[TASK DESCRIPTION]: Arrange all of the material below as a numbered list with one line per number, skipping blank lines and leaving out the pictures.

[DATA FOR THE TASK]:
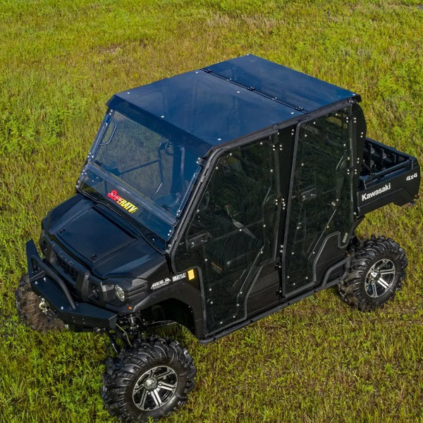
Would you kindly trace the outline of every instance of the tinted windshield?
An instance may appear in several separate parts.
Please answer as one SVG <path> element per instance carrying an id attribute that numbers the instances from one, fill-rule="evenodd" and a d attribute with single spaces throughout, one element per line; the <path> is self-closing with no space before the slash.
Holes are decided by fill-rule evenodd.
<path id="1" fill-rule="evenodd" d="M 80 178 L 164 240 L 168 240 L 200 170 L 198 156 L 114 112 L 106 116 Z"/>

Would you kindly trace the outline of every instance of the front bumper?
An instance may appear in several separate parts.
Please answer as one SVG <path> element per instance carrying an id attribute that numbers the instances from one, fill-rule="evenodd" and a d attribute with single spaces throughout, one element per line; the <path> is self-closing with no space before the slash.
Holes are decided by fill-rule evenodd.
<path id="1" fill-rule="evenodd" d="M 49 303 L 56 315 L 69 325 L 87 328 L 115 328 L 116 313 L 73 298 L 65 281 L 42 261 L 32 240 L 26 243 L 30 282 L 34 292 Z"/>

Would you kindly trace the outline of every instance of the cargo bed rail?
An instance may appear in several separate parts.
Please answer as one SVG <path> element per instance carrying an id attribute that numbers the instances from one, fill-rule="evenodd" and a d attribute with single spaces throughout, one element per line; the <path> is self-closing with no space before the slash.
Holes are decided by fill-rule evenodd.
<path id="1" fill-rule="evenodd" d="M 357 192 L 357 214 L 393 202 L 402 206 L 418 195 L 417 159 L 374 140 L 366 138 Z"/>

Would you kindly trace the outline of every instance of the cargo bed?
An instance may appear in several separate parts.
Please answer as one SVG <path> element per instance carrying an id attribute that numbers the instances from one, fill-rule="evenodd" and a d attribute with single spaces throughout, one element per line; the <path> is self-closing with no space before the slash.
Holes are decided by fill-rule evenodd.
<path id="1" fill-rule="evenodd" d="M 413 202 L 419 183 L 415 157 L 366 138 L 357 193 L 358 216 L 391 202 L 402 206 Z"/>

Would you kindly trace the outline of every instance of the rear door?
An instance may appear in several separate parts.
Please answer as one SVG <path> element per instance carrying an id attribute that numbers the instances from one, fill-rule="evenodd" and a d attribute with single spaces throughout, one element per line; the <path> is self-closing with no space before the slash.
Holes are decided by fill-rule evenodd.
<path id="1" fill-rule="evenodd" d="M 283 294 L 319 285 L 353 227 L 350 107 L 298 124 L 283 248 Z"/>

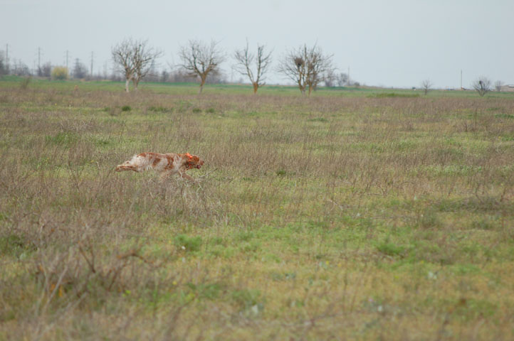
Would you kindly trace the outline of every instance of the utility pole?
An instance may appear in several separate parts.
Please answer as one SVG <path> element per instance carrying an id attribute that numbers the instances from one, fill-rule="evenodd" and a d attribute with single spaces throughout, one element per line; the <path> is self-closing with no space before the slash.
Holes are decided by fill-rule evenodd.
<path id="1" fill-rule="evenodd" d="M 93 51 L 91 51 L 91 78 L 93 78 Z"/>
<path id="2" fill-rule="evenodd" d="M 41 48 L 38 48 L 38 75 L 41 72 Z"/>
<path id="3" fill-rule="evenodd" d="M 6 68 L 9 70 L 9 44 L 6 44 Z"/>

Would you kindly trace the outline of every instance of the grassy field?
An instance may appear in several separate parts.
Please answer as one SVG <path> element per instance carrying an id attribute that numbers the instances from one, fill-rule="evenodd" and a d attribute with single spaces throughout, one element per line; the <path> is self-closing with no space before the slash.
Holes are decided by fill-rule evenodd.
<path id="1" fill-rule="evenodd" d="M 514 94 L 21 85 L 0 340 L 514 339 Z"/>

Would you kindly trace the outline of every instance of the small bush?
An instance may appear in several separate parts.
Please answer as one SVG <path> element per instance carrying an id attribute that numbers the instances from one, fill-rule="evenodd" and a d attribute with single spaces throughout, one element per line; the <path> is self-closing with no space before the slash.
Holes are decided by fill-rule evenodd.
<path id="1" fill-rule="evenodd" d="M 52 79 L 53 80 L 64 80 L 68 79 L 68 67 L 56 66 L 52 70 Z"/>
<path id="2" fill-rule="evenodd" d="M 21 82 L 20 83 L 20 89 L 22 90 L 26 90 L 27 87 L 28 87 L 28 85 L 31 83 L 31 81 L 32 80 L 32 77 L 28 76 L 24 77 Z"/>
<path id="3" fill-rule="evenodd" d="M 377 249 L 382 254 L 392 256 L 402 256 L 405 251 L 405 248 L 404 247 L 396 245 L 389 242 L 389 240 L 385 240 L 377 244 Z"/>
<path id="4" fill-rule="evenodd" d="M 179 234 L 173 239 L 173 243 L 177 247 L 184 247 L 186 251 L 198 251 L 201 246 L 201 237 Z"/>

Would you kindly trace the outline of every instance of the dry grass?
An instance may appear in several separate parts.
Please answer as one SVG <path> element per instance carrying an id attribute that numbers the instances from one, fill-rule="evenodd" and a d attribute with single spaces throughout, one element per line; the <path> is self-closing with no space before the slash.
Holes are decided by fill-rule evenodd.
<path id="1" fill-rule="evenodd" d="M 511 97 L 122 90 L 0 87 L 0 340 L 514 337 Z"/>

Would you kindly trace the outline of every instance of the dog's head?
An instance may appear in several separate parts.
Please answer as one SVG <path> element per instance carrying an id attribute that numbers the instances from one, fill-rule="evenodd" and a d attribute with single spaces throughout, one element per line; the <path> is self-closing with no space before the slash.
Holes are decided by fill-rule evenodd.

[OUTPUT]:
1. Would you kindly trace the outline of every instance of the tinted windshield?
2. An instance may appear in several separate parts.
3. Please answer as one SVG <path> element per instance carrying an id attribute that numbers the instances from one, fill-rule="evenodd" and a d attribute with single spaces throughout, one element per line; the <path> is self-closing with no space before the slash.
4. Holes are decided by fill-rule evenodd.
5. <path id="1" fill-rule="evenodd" d="M 80 178 L 164 240 L 168 240 L 200 170 L 198 156 L 114 112 L 106 116 Z"/>
6. Would you kindly trace the outline of every instance of the front bumper?
7. An instance may appear in several separate parts.
8. Please answer as one SVG <path> element per instance carrying an id attribute that numbers the instances from one, fill-rule="evenodd" and a d attribute with single spaces throughout, one element per line; the <path> is self-closing with no space before the slash.
9. Holes are decided by fill-rule evenodd.
10. <path id="1" fill-rule="evenodd" d="M 49 303 L 56 315 L 69 325 L 87 328 L 115 328 L 116 313 L 73 298 L 65 281 L 42 261 L 32 240 L 26 243 L 30 282 L 34 292 Z"/>
11. Would you kindly trace the outline of every instance of the cargo bed rail?
12. An instance may appear in several separate parts.
13. Please answer as one SVG <path> element per instance carrying an id attribute that numbers the instances from one, fill-rule="evenodd" and a d attribute with single spaces throughout, one element per line; the <path> is self-closing with no space before the slash.
14. Holes are decided by fill-rule evenodd.
15. <path id="1" fill-rule="evenodd" d="M 357 192 L 357 214 L 393 202 L 402 206 L 418 195 L 417 159 L 374 140 L 366 138 Z"/>
16. Would you kindly trace the outline of every instance of the cargo bed?
17. An instance may appear in several separate parts.
18. Please answer as one SVG <path> element per instance carrying an id attribute that numbers the instances from one, fill-rule="evenodd" and a d attribute with single spaces throughout, one element per line; the <path> is self-closing with no space before the slash.
19. Holes are decided by fill-rule evenodd.
20. <path id="1" fill-rule="evenodd" d="M 413 202 L 419 183 L 415 157 L 366 138 L 357 193 L 358 216 L 391 202 L 402 206 Z"/>
21. Would you kindly trace the outline of every instance of the rear door?
22. An instance may appear in several separate parts.
23. Please answer as one SVG <path> element per instance carrying an id attribute that numbers the instances from one, fill-rule="evenodd" and a d attribute with single spaces throughout, one element per line; the <path> is self-closing with no space before the slash.
24. Holes are decided by fill-rule evenodd.
25. <path id="1" fill-rule="evenodd" d="M 283 294 L 319 285 L 353 227 L 350 107 L 298 124 L 283 248 Z"/>
26. Would you kindly trace the outline of every instance of the utility pole?
27. An instance may appear in several separate parts.
28. Please answer as one SVG <path> element per instance carrying an id attribute that numbers the instances from one, fill-rule="evenodd" and a d attribute with single spaces throughout, one element per line; the <path> is self-closing with no space before the slash.
29. Holes are decided by fill-rule evenodd.
30. <path id="1" fill-rule="evenodd" d="M 93 51 L 91 51 L 91 78 L 93 78 Z"/>
31. <path id="2" fill-rule="evenodd" d="M 41 48 L 38 48 L 38 75 L 41 72 Z"/>
32. <path id="3" fill-rule="evenodd" d="M 6 68 L 9 70 L 9 44 L 6 44 Z"/>
33. Would you kindly trace the outline of every instance of the grassy field?
34. An instance may appear in several separate parts.
35. Please answer as one SVG <path> element per instance carrying an id attribute that numbers the instances from one, fill-rule="evenodd" and a d attribute with single spaces throughout, one element per line; the <path> is self-closing with no space before the slash.
36. Holes are decided by fill-rule evenodd.
37. <path id="1" fill-rule="evenodd" d="M 514 94 L 21 85 L 0 340 L 514 339 Z"/>
38. Would you kindly trace the outline of every instance of the small bush?
39. An instance may appear in several separate parts.
40. Please answer as one SVG <path> element per instance carrying an id attribute that numbers the instances from one, fill-rule="evenodd" and a d attribute with single spaces throughout, one element per line; the <path> is self-closing with no space before the slash.
41. Holes are decided by fill-rule evenodd.
42. <path id="1" fill-rule="evenodd" d="M 52 79 L 53 80 L 64 80 L 68 79 L 68 67 L 56 66 L 52 70 Z"/>
43. <path id="2" fill-rule="evenodd" d="M 21 82 L 20 83 L 20 89 L 22 90 L 26 90 L 27 87 L 28 87 L 28 85 L 31 83 L 31 81 L 32 80 L 32 77 L 28 76 L 24 77 Z"/>
44. <path id="3" fill-rule="evenodd" d="M 377 249 L 382 254 L 392 256 L 402 256 L 405 251 L 405 248 L 404 247 L 396 245 L 389 242 L 389 240 L 385 240 L 377 244 Z"/>
45. <path id="4" fill-rule="evenodd" d="M 179 234 L 173 239 L 173 243 L 177 247 L 184 247 L 186 251 L 198 251 L 201 246 L 201 237 Z"/>
46. Would you kindly trace the outline of every instance of the dry grass?
47. An instance may appear in several separate parts.
48. Please answer as one SVG <path> element per instance carrying an id attribute that numbers the instances from one, fill-rule="evenodd" and a d attribute with single spaces throughout, one element per line; the <path> is self-closing with no space before the slash.
49. Holes are decided by fill-rule evenodd.
50. <path id="1" fill-rule="evenodd" d="M 511 97 L 122 90 L 0 87 L 0 340 L 514 337 Z"/>
51. Would you kindly trace the outline of every instance of the dog's head?
52. An instance may appear in several separate parts.
53. Please answer as one SVG <path> element per instance carrying an id attribute that numbers the instances from one, fill-rule="evenodd" and a d attribute with single spaces throughout, one element per line; the <path> is self-closing with no space before the slash.
54. Holes are decided by fill-rule evenodd.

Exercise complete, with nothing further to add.